Are These Gas Fields Israel’s Next Warzone? - The Daily Beast

Are These Gas Fields Israel’s Next Warzone? - The Daily Beast









Are These Gas Fields Israel’s Next Warzone?

Rumors of war could become the
reality as Israel vies with the other nations of the Levant for control of the
huge riches beneath the sea.
http://www.thedailybeast.com/articles/2014/02/06/are-these-gas-fields-israel-s-next-warzone.html
When
Israel looks at the greatest threat to its long-term hopes for the future,
these days it’s looking out to sea. The old issues are on the table, of course:
Iran’s nukes, the Palestinians, the Syrian slaughterhouse next door and growing
regional instability. But if there’s a place where a sudden, out-of-control war
is likely to erupt, it’s probably not going to be called the Sinai, the Golan,
the West Bank (or Judea and Samaria). It’s going to be called Leviathan, Dalit
or Karish—the vast fields of natural gas and oil discovered in the deep waters
between Israel and Cyprus over the last five years.

> Given data
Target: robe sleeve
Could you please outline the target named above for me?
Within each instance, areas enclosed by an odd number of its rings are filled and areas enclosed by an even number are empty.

> Jobs
A: Return the stretch of the gas fields article from "Rumors of war" through "last five years.".
B: Answer these questions from the gas fields article:
(i) With the other nations of which region is Israel said to be vying for control of the riches beneath the sea?
(ii) What three names does the article give for the gas and oil fields?
(iii) Between which two places were these fields discovered?

> Task-by-task solutions
A:
Rumors of war could become the
reality as Israel vies with the other nations of the Levant for control of the
huge riches beneath the sea.
http://www.thedailybeast.com/articles/2014/02/06/are-these-gas-fields-israel-s-next-warzone.html
When
Israel looks at the greatest threat to its long-term hopes for the future,
these days it’s looking out to sea. The old issues are on the table, of course:
Iran’s nukes, the Palestinians, the Syrian slaughterhouse next door and growing
regional instability. But if there’s a place where a sudden, out-of-control war
is likely to erupt, it’s probably not going to be called the Sinai, the Golan,
the West Bank (or Judea and Samaria). It’s going to be called Leviathan, Dalit
or Karish—the vast fields of natural gas and oil discovered in the deep waters
between Israel and Cyprus over the last five years.

B:
(i) The Levant
(ii) Leviathan, Dalit and Karish
(iii) Israel and Cyprus